── Task inputs
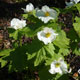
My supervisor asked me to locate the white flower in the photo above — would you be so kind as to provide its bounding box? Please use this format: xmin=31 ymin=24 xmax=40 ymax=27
xmin=36 ymin=5 xmax=57 ymax=23
xmin=37 ymin=27 xmax=58 ymax=44
xmin=22 ymin=3 xmax=34 ymax=12
xmin=49 ymin=60 xmax=68 ymax=74
xmin=11 ymin=18 xmax=26 ymax=29
xmin=65 ymin=2 xmax=74 ymax=7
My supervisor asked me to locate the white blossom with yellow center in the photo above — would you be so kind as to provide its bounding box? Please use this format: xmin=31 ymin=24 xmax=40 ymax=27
xmin=36 ymin=5 xmax=57 ymax=23
xmin=11 ymin=18 xmax=26 ymax=30
xmin=49 ymin=59 xmax=68 ymax=74
xmin=37 ymin=27 xmax=58 ymax=44
xmin=22 ymin=3 xmax=34 ymax=12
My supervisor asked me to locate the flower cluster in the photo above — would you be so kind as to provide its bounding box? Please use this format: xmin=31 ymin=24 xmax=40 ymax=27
xmin=36 ymin=5 xmax=57 ymax=23
xmin=37 ymin=27 xmax=58 ymax=44
xmin=8 ymin=0 xmax=71 ymax=77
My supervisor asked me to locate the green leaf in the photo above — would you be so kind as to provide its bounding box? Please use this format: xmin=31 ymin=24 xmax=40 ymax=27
xmin=34 ymin=48 xmax=46 ymax=66
xmin=73 ymin=23 xmax=80 ymax=37
xmin=53 ymin=31 xmax=69 ymax=48
xmin=0 ymin=58 xmax=7 ymax=68
xmin=44 ymin=43 xmax=55 ymax=56
xmin=0 ymin=49 xmax=14 ymax=56
xmin=3 ymin=46 xmax=27 ymax=71
xmin=9 ymin=30 xmax=18 ymax=40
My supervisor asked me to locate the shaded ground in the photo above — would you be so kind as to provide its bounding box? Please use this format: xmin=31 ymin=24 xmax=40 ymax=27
xmin=0 ymin=0 xmax=80 ymax=80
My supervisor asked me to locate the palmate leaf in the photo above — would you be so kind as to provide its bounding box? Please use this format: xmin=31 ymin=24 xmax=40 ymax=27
xmin=0 ymin=49 xmax=14 ymax=68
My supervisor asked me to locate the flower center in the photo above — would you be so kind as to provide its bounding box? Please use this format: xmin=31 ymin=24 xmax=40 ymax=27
xmin=45 ymin=12 xmax=50 ymax=17
xmin=55 ymin=63 xmax=60 ymax=68
xmin=45 ymin=32 xmax=51 ymax=38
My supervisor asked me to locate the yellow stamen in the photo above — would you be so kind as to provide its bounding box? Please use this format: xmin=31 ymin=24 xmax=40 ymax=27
xmin=45 ymin=12 xmax=50 ymax=17
xmin=45 ymin=32 xmax=51 ymax=38
xmin=55 ymin=63 xmax=60 ymax=67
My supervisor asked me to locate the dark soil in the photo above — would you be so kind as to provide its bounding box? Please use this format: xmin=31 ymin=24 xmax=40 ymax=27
xmin=0 ymin=0 xmax=80 ymax=80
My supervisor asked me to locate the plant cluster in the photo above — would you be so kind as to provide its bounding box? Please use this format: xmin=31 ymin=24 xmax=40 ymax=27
xmin=0 ymin=0 xmax=80 ymax=80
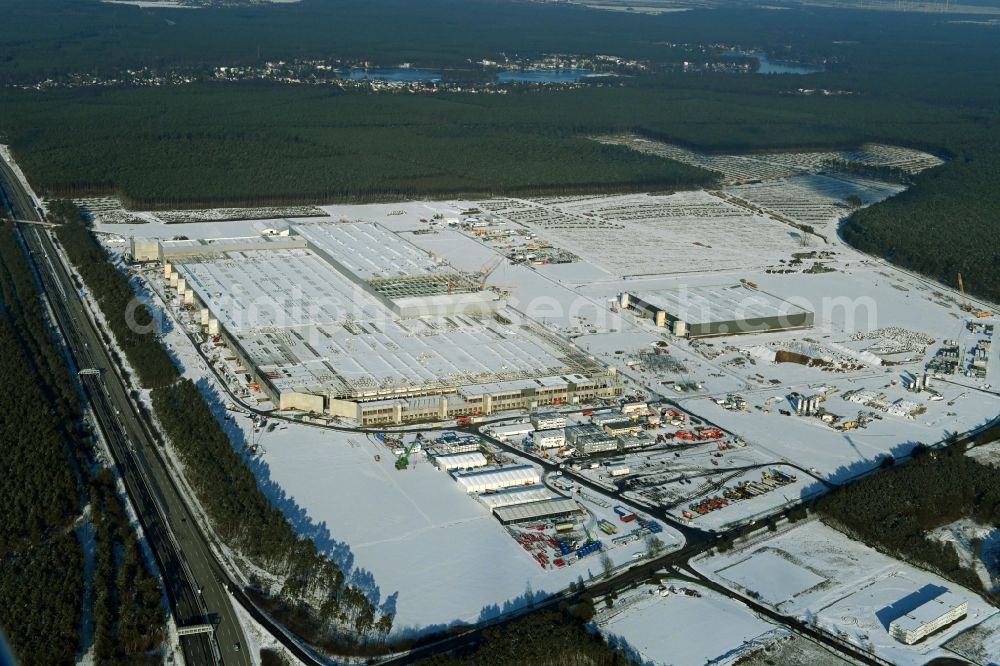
────
*Stated task*. Return the material word for word, from its start through the line containing "xmin=9 ymin=30 xmax=18 ymax=40", and leave out the pictures.

*Task answer*.
My supervisor asked me to locate the white flower in the photo above — would you be so kind as to provide its bounding box? Please use this format: xmin=31 ymin=24 xmax=40 ymax=27
xmin=36 ymin=5 xmax=57 ymax=23
xmin=37 ymin=27 xmax=58 ymax=44
xmin=22 ymin=3 xmax=34 ymax=12
xmin=49 ymin=60 xmax=68 ymax=74
xmin=11 ymin=18 xmax=26 ymax=29
xmin=65 ymin=2 xmax=74 ymax=7
My supervisor asked me to locate the white blossom with yellow center in the photo above — would you be so kind as to provide its bounding box? Please use this format: xmin=31 ymin=24 xmax=40 ymax=27
xmin=36 ymin=5 xmax=57 ymax=23
xmin=11 ymin=18 xmax=26 ymax=30
xmin=49 ymin=59 xmax=68 ymax=74
xmin=37 ymin=27 xmax=58 ymax=44
xmin=22 ymin=3 xmax=34 ymax=12
My supervisor asked me to locate the flower cluster in the photo above — would you be so kind as to provide its bounding box? Please use this format: xmin=31 ymin=24 xmax=40 ymax=27
xmin=36 ymin=5 xmax=57 ymax=23
xmin=37 ymin=27 xmax=58 ymax=44
xmin=8 ymin=0 xmax=71 ymax=77
My supervisor asked me to locate the green leaf in the photo above — would you be so kind as to provide its bounding box? Please use this format: xmin=31 ymin=24 xmax=40 ymax=27
xmin=34 ymin=48 xmax=46 ymax=66
xmin=73 ymin=23 xmax=80 ymax=37
xmin=53 ymin=31 xmax=69 ymax=48
xmin=0 ymin=58 xmax=7 ymax=68
xmin=44 ymin=43 xmax=55 ymax=56
xmin=0 ymin=49 xmax=14 ymax=56
xmin=3 ymin=46 xmax=27 ymax=71
xmin=9 ymin=30 xmax=18 ymax=40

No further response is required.